> **TASK PROMPT**: Output the data below in full, character for character.

Dataset excerpts:
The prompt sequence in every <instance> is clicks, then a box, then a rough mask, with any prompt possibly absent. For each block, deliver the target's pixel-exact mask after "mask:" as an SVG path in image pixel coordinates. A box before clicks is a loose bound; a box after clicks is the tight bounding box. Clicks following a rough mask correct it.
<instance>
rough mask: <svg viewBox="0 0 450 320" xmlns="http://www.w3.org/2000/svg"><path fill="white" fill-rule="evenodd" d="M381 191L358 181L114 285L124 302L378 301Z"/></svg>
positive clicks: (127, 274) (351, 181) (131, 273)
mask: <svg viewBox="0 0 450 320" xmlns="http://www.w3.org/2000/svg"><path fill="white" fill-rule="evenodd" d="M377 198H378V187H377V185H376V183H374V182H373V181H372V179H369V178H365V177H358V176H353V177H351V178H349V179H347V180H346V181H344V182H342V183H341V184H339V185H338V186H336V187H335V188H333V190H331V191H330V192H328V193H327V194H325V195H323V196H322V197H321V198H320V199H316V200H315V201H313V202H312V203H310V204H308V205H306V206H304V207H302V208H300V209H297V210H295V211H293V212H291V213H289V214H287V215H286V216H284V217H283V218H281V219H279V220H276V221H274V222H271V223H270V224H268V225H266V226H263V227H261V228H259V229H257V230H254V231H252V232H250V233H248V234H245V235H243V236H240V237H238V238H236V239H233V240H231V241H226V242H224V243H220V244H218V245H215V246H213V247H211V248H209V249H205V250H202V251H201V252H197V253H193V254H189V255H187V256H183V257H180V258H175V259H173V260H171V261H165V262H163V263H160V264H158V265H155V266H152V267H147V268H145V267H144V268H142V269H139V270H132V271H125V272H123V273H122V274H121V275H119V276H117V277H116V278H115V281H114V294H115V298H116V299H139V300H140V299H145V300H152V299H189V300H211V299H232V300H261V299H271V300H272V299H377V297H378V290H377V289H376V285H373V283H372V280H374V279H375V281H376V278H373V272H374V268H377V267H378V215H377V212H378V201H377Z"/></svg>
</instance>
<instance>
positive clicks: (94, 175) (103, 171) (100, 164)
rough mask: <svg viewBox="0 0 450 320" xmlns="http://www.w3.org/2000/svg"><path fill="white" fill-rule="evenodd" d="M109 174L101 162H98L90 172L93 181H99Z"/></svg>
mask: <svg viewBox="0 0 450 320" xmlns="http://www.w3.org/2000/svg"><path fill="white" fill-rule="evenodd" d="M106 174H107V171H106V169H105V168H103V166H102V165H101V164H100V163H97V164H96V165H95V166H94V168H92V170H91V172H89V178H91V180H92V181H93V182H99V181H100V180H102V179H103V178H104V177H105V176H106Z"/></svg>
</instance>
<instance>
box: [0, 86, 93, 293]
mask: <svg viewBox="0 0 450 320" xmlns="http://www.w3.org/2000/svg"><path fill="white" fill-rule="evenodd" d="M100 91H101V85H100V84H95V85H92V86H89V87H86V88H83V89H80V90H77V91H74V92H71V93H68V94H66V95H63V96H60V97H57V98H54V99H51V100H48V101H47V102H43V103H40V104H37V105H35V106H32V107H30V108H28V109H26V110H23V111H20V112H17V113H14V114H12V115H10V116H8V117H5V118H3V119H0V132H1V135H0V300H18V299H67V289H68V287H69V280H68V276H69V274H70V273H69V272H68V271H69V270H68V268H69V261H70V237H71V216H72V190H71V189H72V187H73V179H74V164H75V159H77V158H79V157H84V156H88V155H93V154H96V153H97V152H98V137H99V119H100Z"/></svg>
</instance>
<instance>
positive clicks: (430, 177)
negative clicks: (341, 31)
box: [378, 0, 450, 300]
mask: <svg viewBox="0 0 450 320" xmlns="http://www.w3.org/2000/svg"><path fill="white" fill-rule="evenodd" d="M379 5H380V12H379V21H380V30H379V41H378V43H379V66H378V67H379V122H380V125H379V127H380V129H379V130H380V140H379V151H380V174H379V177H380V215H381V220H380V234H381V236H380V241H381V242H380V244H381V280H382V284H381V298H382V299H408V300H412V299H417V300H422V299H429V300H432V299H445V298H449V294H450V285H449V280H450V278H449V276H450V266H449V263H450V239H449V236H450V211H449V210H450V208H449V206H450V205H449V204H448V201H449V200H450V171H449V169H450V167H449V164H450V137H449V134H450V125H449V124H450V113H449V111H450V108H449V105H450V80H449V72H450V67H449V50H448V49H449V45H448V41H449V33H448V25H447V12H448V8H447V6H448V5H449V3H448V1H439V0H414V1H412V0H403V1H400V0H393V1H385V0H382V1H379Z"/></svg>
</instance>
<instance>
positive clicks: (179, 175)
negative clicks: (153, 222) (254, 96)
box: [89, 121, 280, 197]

> **SOLUTION FOR THIS TASK**:
The prompt sequence in every <instance> is clicks, then a box, then a rough mask, with any prompt possibly absent. For each block, deliver the target's pixel-exact mask after "mask:" as an SVG path in image pixel coordinates. A box before clicks is a loose bound; a box after clicks is the tight bounding box. Clicks following a rough mask correct it.
<instance>
rough mask: <svg viewBox="0 0 450 320" xmlns="http://www.w3.org/2000/svg"><path fill="white" fill-rule="evenodd" d="M381 191L358 181L114 285L124 302L378 301Z"/></svg>
positive clicks: (127, 274) (351, 181) (131, 273)
mask: <svg viewBox="0 0 450 320" xmlns="http://www.w3.org/2000/svg"><path fill="white" fill-rule="evenodd" d="M377 198H378V187H377V185H376V183H374V182H373V181H372V179H369V178H365V177H358V176H353V177H351V178H349V179H347V180H346V181H344V182H342V183H341V184H339V185H338V186H336V187H335V188H333V190H331V191H330V192H328V193H327V194H325V195H323V196H322V197H321V198H320V199H316V200H315V201H313V202H312V203H310V204H308V205H306V206H304V207H302V208H300V209H297V210H295V211H293V212H291V213H289V214H287V215H286V216H284V217H283V218H281V219H279V220H276V221H274V222H271V223H270V224H268V225H266V226H263V227H261V228H259V229H257V230H254V231H252V232H250V233H248V234H245V235H243V236H240V237H238V238H236V239H233V240H231V241H226V242H224V243H220V244H218V245H215V246H213V247H211V248H209V249H205V250H202V251H201V252H197V253H193V254H189V255H187V256H183V257H180V258H175V259H173V260H171V261H165V262H163V263H160V264H158V265H155V266H152V267H147V268H145V267H144V268H142V269H139V270H132V271H125V272H123V273H122V274H121V275H119V276H117V277H116V278H115V281H114V294H115V298H116V299H139V300H140V299H145V300H152V299H189V300H211V299H232V300H261V299H271V300H272V299H377V297H378V290H377V289H376V285H373V283H372V280H374V279H375V281H376V278H373V272H374V268H377V267H378V215H377V212H378V201H377Z"/></svg>
</instance>
<instance>
positive clicks: (94, 175) (103, 171) (100, 164)
rough mask: <svg viewBox="0 0 450 320" xmlns="http://www.w3.org/2000/svg"><path fill="white" fill-rule="evenodd" d="M109 174L101 162H98L90 172L93 181H99Z"/></svg>
mask: <svg viewBox="0 0 450 320" xmlns="http://www.w3.org/2000/svg"><path fill="white" fill-rule="evenodd" d="M106 174H107V171H106V169H105V168H103V166H102V165H101V164H100V163H97V164H96V165H95V166H94V168H92V170H91V172H89V178H91V180H92V181H93V182H99V181H100V180H102V179H103V178H104V177H105V176H106Z"/></svg>
</instance>
<instance>
box: [0, 86, 93, 293]
mask: <svg viewBox="0 0 450 320" xmlns="http://www.w3.org/2000/svg"><path fill="white" fill-rule="evenodd" d="M100 91H101V85H100V84H95V85H92V86H89V87H86V88H83V89H80V90H77V91H74V92H71V93H68V94H66V95H63V96H60V97H57V98H54V99H51V100H48V101H47V102H43V103H40V104H37V105H35V106H32V107H30V108H28V109H26V110H23V111H20V112H17V113H14V114H12V115H10V116H8V117H5V118H3V119H0V132H1V135H0V300H18V299H67V289H68V287H69V280H68V276H69V274H70V273H69V272H68V271H69V270H68V268H69V261H70V237H71V216H72V190H71V189H72V187H73V179H74V164H75V159H77V158H79V157H84V156H88V155H93V154H96V153H97V152H98V137H99V119H100Z"/></svg>
</instance>
<instance>
positive clicks: (430, 177)
negative clicks: (341, 31)
box: [378, 0, 450, 300]
mask: <svg viewBox="0 0 450 320" xmlns="http://www.w3.org/2000/svg"><path fill="white" fill-rule="evenodd" d="M379 5H380V12H379V21H380V30H379V41H378V43H379V66H378V67H379V122H380V125H379V127H380V129H379V130H380V140H379V151H380V174H379V177H380V215H381V220H380V234H381V236H380V241H381V242H380V244H381V280H382V284H381V298H382V299H408V300H412V299H417V300H422V299H429V300H432V299H445V298H449V294H450V285H449V280H450V278H449V276H450V266H449V263H450V239H449V236H450V211H449V210H450V208H449V206H450V205H449V204H448V201H449V200H450V171H449V169H450V167H449V164H450V137H449V134H450V125H449V124H450V113H449V111H450V108H449V105H450V80H449V72H450V67H449V50H448V49H449V45H448V41H449V33H448V25H447V12H448V8H447V6H448V5H449V3H448V1H439V0H414V1H412V0H403V1H400V0H393V1H385V0H382V1H379Z"/></svg>
</instance>
<instance>
positive clicks: (179, 175)
negative clicks: (153, 222) (254, 96)
box: [89, 121, 280, 197]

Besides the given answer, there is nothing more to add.